> [Tasks and exercises]:
**A.** In the passage on the Cherry Madness coffee process, why does the writer call the finished coffee one of a kind in the world? Answer in one to three sentences.
**B.** Reproduce the passage on the Cherry Madness coffee process between "The first fermentation was" and "skins in winemaking.", inclusive.
**C.** Take the passage on the Cherry Madness coffee process further, beginning after its last sentence.

Cherry Madness Co-Fermented Process
You know you’re writing about a complicated process when you need to start with an abstract. Here goes. Edwin’s processing for this particular lot involved two distinct whole cherry fermentations, both of which were oxygen-deprived to different degrees. The second fermentation was very long and included the use of a complex formulation of coffee cherry must (a biproduct of the first fermentation) pure glucose, dehydrated fruit and fresh raspberry pulp, all of which was blended into a solution and circulated through the coffee cherry as it sat. Finally, the cherry was moved directly to raised screen beds to dry as a full natural. Each stage adds a particular bit of uniqueness to the final coffee, so that by the end the coffee is truly one of a kind in the world.
The first fermentation was a simple anerobic fermentation of fresh coffee cherry only, carefully hand-sorted for ripeness and consistency, and washed clean. This stage lasted 24 hours. During fermentations like these, even when short, the coffee fruit becomes softer, sweeter, and more acetic, while also leaching out a concentrated sticky, sugary runoff—the mossto or “must”, not unlike the must from freshly smashed grapes and skins in winemaking.
After the first cherry fermentation was complete, the fermented cherry was separated from its must and packed into the fermentation tanks again. The must was then fermented on its own, along with brewer’s yeast to inoculate the process and ample quantities of both pure glucose (sugar solution) and dehydrated fruits, and fresh raspberry. The cherry spent 120 hours in oxygen-deprived fermentation, during which this fermented and flavored must was circulated through the coffee cherry every 24 hours, for 5 total circulations.

> [Data under study]:
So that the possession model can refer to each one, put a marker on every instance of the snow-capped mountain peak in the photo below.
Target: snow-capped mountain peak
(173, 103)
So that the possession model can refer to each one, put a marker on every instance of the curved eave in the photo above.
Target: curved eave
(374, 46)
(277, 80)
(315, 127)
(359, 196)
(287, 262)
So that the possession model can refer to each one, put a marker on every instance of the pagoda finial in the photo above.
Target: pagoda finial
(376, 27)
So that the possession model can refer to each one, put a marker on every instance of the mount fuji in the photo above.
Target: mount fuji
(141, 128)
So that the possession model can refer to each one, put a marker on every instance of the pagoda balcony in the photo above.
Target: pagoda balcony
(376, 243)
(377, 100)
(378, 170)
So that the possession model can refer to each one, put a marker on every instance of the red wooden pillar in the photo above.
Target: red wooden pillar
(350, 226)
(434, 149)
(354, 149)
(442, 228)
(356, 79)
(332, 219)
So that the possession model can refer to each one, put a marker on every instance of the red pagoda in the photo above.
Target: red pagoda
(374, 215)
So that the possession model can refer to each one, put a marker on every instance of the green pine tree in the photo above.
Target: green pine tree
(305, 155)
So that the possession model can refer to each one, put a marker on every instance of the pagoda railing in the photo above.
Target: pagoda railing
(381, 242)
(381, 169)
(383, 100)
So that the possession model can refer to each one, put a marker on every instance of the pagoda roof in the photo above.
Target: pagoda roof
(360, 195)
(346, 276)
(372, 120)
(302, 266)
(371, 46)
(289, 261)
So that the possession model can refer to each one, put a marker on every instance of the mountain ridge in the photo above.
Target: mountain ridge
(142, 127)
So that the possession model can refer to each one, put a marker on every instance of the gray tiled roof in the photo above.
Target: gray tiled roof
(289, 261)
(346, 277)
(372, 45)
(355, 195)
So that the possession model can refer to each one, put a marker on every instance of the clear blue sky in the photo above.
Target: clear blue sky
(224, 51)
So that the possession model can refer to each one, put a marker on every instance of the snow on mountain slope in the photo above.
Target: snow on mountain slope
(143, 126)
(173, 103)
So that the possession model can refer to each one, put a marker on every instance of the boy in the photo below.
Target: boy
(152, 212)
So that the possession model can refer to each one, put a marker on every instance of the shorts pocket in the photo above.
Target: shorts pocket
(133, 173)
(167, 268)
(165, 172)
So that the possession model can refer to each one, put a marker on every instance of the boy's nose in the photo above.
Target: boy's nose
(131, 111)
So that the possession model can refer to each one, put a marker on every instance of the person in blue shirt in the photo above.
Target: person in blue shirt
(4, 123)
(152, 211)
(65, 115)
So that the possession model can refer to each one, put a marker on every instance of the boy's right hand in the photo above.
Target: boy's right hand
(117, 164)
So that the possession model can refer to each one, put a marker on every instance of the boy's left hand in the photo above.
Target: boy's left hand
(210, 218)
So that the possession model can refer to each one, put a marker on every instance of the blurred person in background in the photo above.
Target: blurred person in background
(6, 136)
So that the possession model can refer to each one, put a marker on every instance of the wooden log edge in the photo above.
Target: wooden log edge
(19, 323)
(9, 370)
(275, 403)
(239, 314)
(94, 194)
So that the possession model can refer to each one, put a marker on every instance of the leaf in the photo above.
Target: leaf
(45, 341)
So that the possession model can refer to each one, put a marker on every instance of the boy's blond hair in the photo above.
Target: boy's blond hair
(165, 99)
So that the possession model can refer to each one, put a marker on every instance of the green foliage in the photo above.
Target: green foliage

> [Results of the tasks]:
**A.** Each stage of the processing adds its own bit of uniqueness to the final coffee. By the end, the coffee is truly one of a kind in the world.

**B.**
The first fermentation was a simple anerobic fermentation of fresh coffee cherry only, carefully hand-sorted for ripeness and consistency, and washed clean. This stage lasted 24 hours. During fermentations like these, even when short, the coffee fruit becomes softer, sweeter, and more acetic, while also leaching out a concentrated sticky, sugary runoff—the mossto or “must”, not unlike the must from freshly smashed grapes and skins in winemaking.

**C.**
In the final step the co-fermented cherry was moved, unwashed, directly to Edwin’s greenhouse to dry on raised screen beds, where it dried for 10 days as a traditional honey process coffee—with the mucilage still clinging to the parchment.
The fully dried coffee was then conditioned for 8 days in a warehouse, allowing for humidity to stabilize inside the seeds, and then moved into GrainPro bags for long-term storage, where it was cupped numerous times over the next few weeks for quality analysis.
Edwin used a high-quality cultivar here but still a very common one: caturra is considered a “classic” Colombia genetic, having dominated much of the landscape prior to the coffee rust outbreaks of the 2010s. In other words, the arabica genetics themselves are not exotic to Colombia. Rather, the achievement is in the husbandry of the trees, the harvesting, precise blend of the different cherries, and of course the very exacting processing approach created entirely by Edwin. Some “experimental” coffees scream their processes crudely in the cup; the best ones are so symphonic as to seem effortless, the way a well-made bonsai tree can be both a specimen of nature and a monument to an extraordinary amount of work, study, and concentration.